Written request → Please count the lines in the listing below that contain the string "foliage", treating uppercase and lowercase as different, and give only that number.

Extracted information →
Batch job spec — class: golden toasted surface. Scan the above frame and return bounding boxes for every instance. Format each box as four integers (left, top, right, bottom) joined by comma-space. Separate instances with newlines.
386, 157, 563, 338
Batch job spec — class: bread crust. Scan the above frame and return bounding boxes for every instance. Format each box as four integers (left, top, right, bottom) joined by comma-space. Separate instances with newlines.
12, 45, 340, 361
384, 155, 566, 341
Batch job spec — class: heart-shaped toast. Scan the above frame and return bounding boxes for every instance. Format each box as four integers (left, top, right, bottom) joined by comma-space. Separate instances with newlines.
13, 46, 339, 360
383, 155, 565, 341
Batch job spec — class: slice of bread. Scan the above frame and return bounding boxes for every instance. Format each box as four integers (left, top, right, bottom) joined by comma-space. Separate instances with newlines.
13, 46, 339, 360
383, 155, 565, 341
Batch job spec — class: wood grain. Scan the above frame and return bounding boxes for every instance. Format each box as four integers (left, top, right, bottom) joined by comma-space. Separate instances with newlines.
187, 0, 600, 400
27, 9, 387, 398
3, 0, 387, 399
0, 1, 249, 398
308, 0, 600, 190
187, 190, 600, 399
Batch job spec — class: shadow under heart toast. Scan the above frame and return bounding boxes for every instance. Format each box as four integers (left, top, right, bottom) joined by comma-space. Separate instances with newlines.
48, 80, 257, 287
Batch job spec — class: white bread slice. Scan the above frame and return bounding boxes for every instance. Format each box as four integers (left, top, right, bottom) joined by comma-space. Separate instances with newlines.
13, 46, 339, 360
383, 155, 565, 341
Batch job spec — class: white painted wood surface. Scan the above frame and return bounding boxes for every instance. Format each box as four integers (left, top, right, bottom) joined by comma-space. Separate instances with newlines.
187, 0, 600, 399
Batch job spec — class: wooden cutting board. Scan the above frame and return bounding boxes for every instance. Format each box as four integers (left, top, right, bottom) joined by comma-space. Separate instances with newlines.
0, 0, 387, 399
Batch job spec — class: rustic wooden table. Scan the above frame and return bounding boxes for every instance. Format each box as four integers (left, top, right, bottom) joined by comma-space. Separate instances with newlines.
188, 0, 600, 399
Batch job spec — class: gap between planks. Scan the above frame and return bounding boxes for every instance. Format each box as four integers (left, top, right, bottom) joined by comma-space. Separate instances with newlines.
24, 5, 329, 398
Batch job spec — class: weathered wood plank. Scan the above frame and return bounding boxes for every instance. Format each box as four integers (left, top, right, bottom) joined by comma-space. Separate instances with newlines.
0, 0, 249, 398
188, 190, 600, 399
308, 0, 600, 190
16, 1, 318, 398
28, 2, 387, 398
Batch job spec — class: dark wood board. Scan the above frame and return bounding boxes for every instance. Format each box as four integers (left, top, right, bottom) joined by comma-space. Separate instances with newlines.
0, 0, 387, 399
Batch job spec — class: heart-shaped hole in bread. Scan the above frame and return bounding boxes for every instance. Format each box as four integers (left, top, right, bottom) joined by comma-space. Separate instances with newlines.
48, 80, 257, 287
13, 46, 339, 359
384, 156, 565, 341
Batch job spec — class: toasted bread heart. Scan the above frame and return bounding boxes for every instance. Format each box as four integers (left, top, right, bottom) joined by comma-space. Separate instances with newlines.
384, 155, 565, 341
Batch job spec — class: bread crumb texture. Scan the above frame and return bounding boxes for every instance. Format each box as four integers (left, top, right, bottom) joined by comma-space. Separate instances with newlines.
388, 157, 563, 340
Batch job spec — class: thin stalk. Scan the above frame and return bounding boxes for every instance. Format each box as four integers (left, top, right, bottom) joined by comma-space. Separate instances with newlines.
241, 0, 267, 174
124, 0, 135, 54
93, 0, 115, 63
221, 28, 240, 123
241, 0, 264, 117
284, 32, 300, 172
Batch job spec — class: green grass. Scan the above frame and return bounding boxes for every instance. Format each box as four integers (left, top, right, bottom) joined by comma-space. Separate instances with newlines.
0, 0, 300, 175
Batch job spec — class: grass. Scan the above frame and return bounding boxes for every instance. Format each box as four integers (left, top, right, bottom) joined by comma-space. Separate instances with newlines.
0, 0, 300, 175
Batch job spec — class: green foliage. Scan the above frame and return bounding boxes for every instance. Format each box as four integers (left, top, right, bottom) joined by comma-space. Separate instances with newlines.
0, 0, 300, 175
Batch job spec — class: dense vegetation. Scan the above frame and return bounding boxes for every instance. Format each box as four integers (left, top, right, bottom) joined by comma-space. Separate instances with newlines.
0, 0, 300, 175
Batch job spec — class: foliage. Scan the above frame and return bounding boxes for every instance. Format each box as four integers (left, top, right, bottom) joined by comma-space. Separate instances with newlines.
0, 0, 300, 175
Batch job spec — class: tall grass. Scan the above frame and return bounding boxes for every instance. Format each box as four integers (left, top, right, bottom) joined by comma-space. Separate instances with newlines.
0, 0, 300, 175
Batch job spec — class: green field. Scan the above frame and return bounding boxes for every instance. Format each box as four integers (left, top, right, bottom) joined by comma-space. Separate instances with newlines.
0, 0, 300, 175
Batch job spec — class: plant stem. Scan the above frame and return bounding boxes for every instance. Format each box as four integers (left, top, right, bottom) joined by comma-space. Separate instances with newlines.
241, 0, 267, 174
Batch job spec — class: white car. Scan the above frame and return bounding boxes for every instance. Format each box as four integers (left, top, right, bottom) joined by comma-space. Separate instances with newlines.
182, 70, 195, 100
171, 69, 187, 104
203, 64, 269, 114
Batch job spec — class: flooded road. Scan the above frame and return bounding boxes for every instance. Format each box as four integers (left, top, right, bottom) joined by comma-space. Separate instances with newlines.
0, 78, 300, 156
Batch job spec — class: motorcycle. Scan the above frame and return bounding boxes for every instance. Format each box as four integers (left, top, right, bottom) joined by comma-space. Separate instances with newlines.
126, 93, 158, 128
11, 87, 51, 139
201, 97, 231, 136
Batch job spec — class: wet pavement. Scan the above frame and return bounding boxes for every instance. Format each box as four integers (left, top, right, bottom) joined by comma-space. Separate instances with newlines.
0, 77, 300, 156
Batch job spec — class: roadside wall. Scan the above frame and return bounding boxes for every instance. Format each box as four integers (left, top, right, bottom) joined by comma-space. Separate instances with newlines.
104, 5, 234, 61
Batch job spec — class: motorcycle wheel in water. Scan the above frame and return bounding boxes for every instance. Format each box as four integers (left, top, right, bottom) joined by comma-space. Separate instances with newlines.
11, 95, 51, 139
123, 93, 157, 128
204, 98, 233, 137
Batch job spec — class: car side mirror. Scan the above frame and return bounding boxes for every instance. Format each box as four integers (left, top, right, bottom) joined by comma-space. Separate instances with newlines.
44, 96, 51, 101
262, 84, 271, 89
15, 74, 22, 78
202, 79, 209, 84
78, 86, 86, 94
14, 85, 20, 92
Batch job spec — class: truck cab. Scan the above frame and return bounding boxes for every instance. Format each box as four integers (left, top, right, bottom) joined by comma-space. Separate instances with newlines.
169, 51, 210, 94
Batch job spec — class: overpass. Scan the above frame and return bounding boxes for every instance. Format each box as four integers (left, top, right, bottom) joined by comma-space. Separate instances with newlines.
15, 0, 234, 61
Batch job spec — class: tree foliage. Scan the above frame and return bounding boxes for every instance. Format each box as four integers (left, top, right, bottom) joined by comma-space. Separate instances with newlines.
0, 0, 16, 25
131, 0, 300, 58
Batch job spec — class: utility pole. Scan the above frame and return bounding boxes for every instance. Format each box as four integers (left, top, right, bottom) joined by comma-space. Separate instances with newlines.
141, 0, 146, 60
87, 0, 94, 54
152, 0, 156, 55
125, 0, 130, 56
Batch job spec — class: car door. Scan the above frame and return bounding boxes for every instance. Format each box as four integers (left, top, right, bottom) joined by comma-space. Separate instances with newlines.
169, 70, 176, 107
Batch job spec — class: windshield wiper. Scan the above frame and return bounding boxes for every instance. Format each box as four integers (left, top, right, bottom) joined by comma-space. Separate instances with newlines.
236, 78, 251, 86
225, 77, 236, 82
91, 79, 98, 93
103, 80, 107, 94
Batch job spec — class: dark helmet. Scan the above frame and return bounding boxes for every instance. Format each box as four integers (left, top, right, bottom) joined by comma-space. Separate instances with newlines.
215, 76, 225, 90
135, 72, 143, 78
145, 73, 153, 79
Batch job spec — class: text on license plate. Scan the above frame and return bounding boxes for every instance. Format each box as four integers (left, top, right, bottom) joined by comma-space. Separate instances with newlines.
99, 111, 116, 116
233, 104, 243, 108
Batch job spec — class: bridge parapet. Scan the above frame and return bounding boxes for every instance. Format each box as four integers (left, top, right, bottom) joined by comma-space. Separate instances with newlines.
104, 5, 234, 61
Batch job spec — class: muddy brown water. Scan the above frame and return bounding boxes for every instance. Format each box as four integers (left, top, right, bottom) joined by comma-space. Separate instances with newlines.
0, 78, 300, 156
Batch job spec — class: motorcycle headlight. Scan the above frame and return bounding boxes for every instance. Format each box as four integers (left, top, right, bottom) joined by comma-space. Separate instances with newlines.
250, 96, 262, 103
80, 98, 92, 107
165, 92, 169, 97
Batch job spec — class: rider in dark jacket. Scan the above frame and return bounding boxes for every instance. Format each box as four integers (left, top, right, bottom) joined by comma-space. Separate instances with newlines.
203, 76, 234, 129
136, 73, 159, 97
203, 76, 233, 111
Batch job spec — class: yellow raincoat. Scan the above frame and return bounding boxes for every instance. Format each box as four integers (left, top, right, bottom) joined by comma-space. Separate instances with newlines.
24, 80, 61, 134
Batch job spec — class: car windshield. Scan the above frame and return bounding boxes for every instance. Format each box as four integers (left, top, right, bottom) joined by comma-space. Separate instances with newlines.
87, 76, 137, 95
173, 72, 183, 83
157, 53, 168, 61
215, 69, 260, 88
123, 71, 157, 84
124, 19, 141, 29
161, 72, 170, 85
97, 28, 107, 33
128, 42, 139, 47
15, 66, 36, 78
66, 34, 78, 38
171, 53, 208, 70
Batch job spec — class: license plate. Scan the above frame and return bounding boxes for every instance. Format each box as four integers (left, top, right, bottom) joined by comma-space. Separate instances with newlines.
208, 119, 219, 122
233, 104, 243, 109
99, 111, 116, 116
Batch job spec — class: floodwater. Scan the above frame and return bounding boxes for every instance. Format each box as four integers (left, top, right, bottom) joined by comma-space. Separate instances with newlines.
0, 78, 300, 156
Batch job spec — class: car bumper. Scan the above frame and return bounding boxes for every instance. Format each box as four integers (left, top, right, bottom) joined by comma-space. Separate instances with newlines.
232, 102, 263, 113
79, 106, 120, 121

Reply to the task → 3